▸ Источник
* * *
Таким образом, у нас есть два типа текстов, имеющих отношение к "козлу отпущения". И те и другие говорят о жертвах, но одни не говорят, что жертва - козел отпущения, и вынуждают нас сказать это за них: это, например, Гийом де Машо и мифологические тексты. Другие нам говорят сами, что жертва - козел отпущения: это Евангелия. Не моя заслуга, не доказательство моей проницательности, когда я говорю, что Иисус - козел отпущения, поскольку текст это говорит сам и самым эксплицитным образом, когда обозначает жертву как агнца Божьего, как камень, отвергнутый строителями, как того, кто страждет за всех остальных, и в особенности тогда, когда показывает нам гонительское искажение как искажение, иначе говоря как то, нему не следует верить.
Гийому де Машо, напротив, я даю мою интерпретацию и должен проявить некоторую проницательность, чтобы, дочитав его текст, воскликнуть: "Евреи - козлы отпущения!" - потому что тем самым я делаю утверждение, которого нет в тексте и которое противоречит смыслу, заложенному автором. Здесь текст показывает нам гонительское искажение не как искажение, а как то, нему следует верить, как правду.
Тот козел отпущения, которого текст для нас выявляет сам, - это козел отпущения внутри текста и для текста. Козел отпущения, которого нам нужно выявлять самим, - это козел отпущения самого текста. Он не может появиться в тексте, всеми темами которого он управляет; он никогда не упоминается как таковой. Он не может стать темой в тексте, который он структурирует. Это не тема, а структурирующий механизм.
Я обещал говорить насколько возможно просто, а оппозиция между темой и структурой может кое-кому показаться абсурдной и излишне наукообразной. Однако без нее нам не обойтись. Но чтобы ее прояснить, достаточно применить ее к проблеме, с которой мы столкнулись.
Когда мы восклицаем по поводу текста Гийома "евреи - козлы отпущения!", мы резюмируем верную интерпретацию этого текста. Мы выявляем гонительскую репрезентацию, к которой автор относится некритично, и замещаем ее интерпретацией, которая ставит евреев на то же место, что и Иисуса в рассказе о Страстях. Они не виновны, они жертвы беспричинной ненависти. Вся толпа, а подчас и власти в один голос утверждают обратное, но нас их единодушие не убеждает. Гонители не ведают, что творят.
Применяя этот тип дешифровки, мы все, сами того не сознавая, занимаемся структурализмом, причем наилучшим. Структурная критика древнее, чем мы думаем, и потому ее бесспорные и неоспоримые примеры я старался искать как можно дальше. В случае Гиойма де Машо достаточно употребить выражение "козел отпущения", потому что здесь это выражение называет скрытый структурирующий принцип, из которого вытекают все темы, все гонительские стереотипы, представленные в лживой перспективе автора, не способного распознать в евреях, о которых он говорит, козлов отпущения (которых зато видим мы), в отличие от Евангелий, которые сами признают козла отпущения в Иисусе.

▸ Что нужно сделать
A) Перепишите фрагмент текста о козле отпущения, начав с того места, где стоят слова "Применяя этот тип", и остановившись после слов "отпущения в Иисусе.".
B) Чем, согласно тексту о козле отпущения, является козел отпущения самого текста, если он не тема?

▸ Извлечённые записи
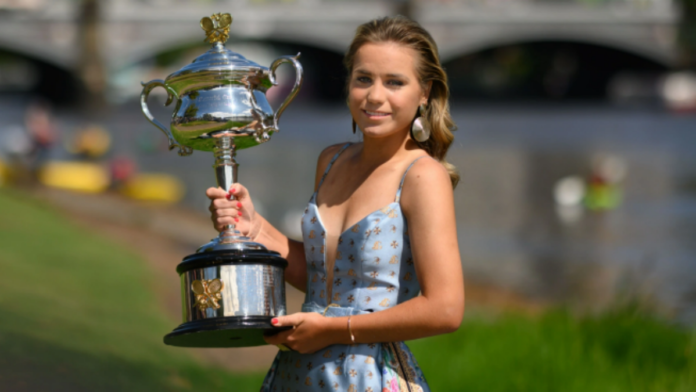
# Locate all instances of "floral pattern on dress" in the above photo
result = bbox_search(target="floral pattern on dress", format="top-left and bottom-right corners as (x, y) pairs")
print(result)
(261, 144), (430, 392)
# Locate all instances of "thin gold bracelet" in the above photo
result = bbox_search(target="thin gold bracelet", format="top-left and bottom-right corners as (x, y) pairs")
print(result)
(348, 315), (355, 344)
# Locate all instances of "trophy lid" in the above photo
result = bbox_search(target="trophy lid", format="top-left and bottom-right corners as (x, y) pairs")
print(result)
(167, 14), (268, 80)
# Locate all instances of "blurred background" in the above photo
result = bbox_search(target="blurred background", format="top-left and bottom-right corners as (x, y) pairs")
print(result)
(0, 0), (696, 391)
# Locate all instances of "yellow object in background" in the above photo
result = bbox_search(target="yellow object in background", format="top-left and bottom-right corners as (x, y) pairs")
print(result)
(39, 162), (110, 193)
(121, 173), (185, 203)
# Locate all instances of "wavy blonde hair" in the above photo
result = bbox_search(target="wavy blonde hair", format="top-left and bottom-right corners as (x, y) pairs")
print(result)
(343, 16), (459, 188)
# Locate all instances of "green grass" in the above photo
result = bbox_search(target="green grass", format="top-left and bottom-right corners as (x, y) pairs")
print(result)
(409, 305), (696, 392)
(0, 190), (696, 392)
(0, 190), (263, 391)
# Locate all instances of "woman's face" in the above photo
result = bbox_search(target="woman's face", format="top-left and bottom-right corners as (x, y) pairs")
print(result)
(348, 42), (427, 138)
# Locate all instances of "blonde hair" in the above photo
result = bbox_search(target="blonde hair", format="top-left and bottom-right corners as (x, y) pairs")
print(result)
(343, 16), (459, 188)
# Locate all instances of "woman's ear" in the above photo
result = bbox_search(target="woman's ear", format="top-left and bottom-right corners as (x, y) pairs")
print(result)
(423, 80), (433, 103)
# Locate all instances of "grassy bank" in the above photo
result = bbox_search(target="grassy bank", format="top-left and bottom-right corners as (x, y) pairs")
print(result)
(0, 191), (263, 391)
(0, 190), (696, 392)
(409, 298), (696, 392)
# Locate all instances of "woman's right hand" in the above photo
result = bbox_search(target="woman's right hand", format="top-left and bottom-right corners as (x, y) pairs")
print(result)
(205, 183), (261, 239)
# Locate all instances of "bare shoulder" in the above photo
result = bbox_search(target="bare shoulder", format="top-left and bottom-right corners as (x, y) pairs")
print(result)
(314, 143), (354, 189)
(401, 156), (453, 209)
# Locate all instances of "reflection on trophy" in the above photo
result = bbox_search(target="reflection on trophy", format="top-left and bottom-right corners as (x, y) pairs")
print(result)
(140, 14), (302, 347)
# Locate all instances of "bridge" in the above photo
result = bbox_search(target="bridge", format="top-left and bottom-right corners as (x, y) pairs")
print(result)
(0, 0), (679, 71)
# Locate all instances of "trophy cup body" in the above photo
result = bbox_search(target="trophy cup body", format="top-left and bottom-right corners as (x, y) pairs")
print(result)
(140, 14), (303, 347)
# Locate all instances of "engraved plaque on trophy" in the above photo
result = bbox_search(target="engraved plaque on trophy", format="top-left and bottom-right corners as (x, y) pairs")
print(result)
(140, 14), (302, 347)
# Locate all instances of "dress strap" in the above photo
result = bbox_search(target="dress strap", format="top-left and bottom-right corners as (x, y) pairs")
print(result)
(312, 143), (352, 200)
(394, 155), (425, 203)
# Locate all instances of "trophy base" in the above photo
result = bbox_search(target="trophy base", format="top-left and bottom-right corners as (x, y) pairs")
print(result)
(164, 316), (289, 348)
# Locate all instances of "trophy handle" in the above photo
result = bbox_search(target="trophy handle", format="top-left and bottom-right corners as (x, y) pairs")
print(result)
(269, 53), (303, 132)
(140, 79), (193, 156)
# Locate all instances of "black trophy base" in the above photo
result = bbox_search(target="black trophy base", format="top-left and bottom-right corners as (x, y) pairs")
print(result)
(164, 316), (288, 348)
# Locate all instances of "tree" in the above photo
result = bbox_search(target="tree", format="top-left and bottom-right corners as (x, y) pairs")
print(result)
(79, 0), (106, 106)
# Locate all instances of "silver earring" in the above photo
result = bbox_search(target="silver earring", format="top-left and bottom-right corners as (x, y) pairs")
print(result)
(411, 105), (430, 143)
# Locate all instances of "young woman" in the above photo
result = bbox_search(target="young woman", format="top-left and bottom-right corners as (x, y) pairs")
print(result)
(207, 17), (464, 392)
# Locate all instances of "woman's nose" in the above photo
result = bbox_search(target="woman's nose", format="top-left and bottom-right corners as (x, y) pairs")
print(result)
(367, 83), (386, 103)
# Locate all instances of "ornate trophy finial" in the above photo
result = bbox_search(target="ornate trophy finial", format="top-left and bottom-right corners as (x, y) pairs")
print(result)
(201, 12), (232, 44)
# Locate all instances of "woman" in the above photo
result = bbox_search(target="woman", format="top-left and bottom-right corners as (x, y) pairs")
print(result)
(207, 17), (464, 392)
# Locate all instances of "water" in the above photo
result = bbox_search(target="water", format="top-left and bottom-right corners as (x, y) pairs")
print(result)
(0, 96), (696, 324)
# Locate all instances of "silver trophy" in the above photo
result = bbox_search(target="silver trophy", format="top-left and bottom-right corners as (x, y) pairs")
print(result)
(140, 14), (302, 347)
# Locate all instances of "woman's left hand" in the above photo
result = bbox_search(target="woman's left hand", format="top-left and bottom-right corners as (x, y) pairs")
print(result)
(264, 312), (340, 354)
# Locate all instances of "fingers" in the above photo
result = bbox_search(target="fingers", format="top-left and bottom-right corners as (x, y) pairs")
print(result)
(271, 312), (305, 327)
(230, 183), (249, 202)
(205, 187), (227, 200)
(263, 329), (295, 348)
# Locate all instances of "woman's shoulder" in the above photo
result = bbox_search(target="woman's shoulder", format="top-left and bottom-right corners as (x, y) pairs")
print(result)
(402, 155), (453, 201)
(319, 143), (353, 166)
(315, 143), (353, 188)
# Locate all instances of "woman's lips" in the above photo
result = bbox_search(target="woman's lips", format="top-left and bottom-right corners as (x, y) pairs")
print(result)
(363, 110), (391, 118)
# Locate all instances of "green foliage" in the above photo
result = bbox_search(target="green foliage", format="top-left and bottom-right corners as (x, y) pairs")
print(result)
(409, 306), (696, 392)
(0, 191), (263, 391)
(0, 191), (696, 392)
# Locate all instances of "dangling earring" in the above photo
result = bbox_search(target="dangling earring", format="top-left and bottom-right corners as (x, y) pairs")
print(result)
(411, 104), (430, 143)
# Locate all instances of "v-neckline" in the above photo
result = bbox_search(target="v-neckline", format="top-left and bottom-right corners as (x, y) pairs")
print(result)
(309, 199), (399, 305)
(309, 201), (399, 240)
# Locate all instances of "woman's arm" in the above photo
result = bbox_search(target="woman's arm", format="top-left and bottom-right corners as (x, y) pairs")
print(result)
(206, 146), (348, 292)
(266, 159), (464, 352)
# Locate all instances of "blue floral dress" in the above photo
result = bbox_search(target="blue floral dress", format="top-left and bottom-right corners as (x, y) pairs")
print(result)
(261, 144), (430, 392)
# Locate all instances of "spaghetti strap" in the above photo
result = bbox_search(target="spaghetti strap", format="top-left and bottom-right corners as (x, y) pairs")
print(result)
(394, 155), (425, 203)
(311, 143), (352, 201)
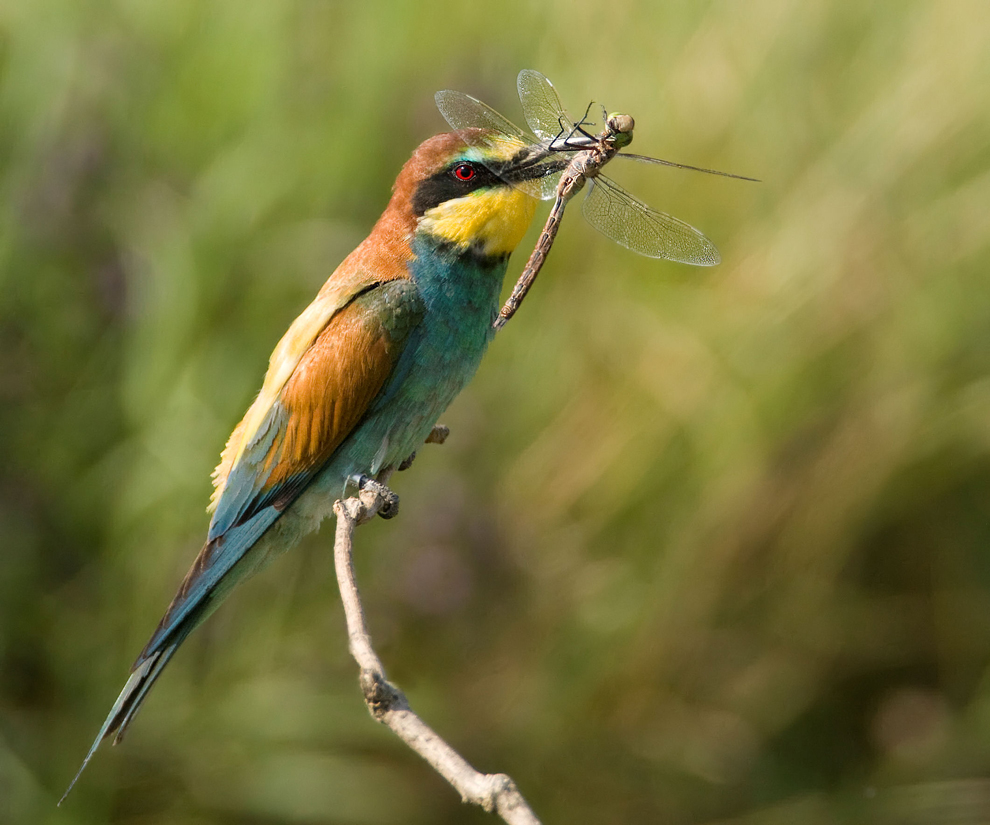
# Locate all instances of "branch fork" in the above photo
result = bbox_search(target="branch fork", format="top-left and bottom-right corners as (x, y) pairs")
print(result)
(333, 426), (540, 825)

▸ Письменные ответы
A)
Применяя этот тип дешифровки, мы все, сами того не сознавая, занимаемся структурализмом, причем наилучшим. Структурная критика древнее, чем мы думаем, и потому ее бесспорные и неоспоримые примеры я старался искать как можно дальше. В случае Гиойма де Машо достаточно употребить выражение "козел отпущения", потому что здесь это выражение называет скрытый структурирующий принцип, из которого вытекают все темы, все гонительские стереотипы, представленные в лживой перспективе автора, не способного распознать в евреях, о которых он говорит, козлов отпущения (которых зато видим мы), в отличие от Евангелий, которые сами признают козла отпущения в Иисусе.

B) Структурирующим механизмом.